[Passage given]
La Música No Se Toca Tour is a concert tour by Spanish singer Alejandro Sanz as promoting his album La Música No Se Toca. In order to start promoting the album the artist made special presentations in Miami (Olympia Theater and Office Building), New York and Puerto Rico, and then officially start the tour in Mexico.

History

The tour officially began in Mexico for the following cities: Puebla, Mexico City, Cancun, Mérida, Monterrey, Guadalajara, Tijuana and San Luis Potosí for a total of 10 concerts. Sanz subsequently performed a private concert at the House of Blues in Los Angeles, United States. In November, he traveled to Spain specifically to Barcelona for three concerts at the Palau de la Música Catalana. Return to Miami to close their presentations with a concert unprecedented broadcast to 17 countries through the Terra.com.

[Supplied information]

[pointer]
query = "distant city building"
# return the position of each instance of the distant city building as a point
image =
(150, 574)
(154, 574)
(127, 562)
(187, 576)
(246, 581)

[What is asked] Write the next part of the passage about the La Música No Se Toca Tour, picking up after its final sentence. The records were taken from a separate source.

[Response to this exercise]
Starts 2013 with his Latin American tour in nine countries (Colombia, Peru, Uruguay, Argentina, Chile, Brazil, Ecuador, Panama and Costa Rica) for a total of 19 concerts. After he travels to United States for concerts in Los Angeles, New York, Washington and Miami. Then close this leg of the tour with a show in Puerto Rico.

In May began his triumphal tour for Spain where he visited Barcelona, Bilbao, Murcia, Alicante, Valencia, Zaragoza, La Coruna, Sevilla, Granada, Malaga, Madrid, Valladolid, Mallorca, Cordoba, Cadiz, Almeria, Ontinyent, Perelada, San Carlos de la Rapita and Marbella; for a total of 22 concerts. After a short break, back to Mexico to make 16 presentations over the following locations: Mexico City, Guadalajara, Monterrey, Durango, Leon, Aguascalientes, Villahermosa, Querétaro y Puebla.

During the 2014 he presented a recital in Veracruz, Mexico and another in Punta Cana, Dominican Republic. Then participate during the month of August to the "Starlite Festival" in Marbella, Spain.

Setlist

Tour dates

 The concert on October 12, 2012 in Foro Sol of Mexico City was broadcast on February 2, 2013 by the Channel of the Stars of Televisa.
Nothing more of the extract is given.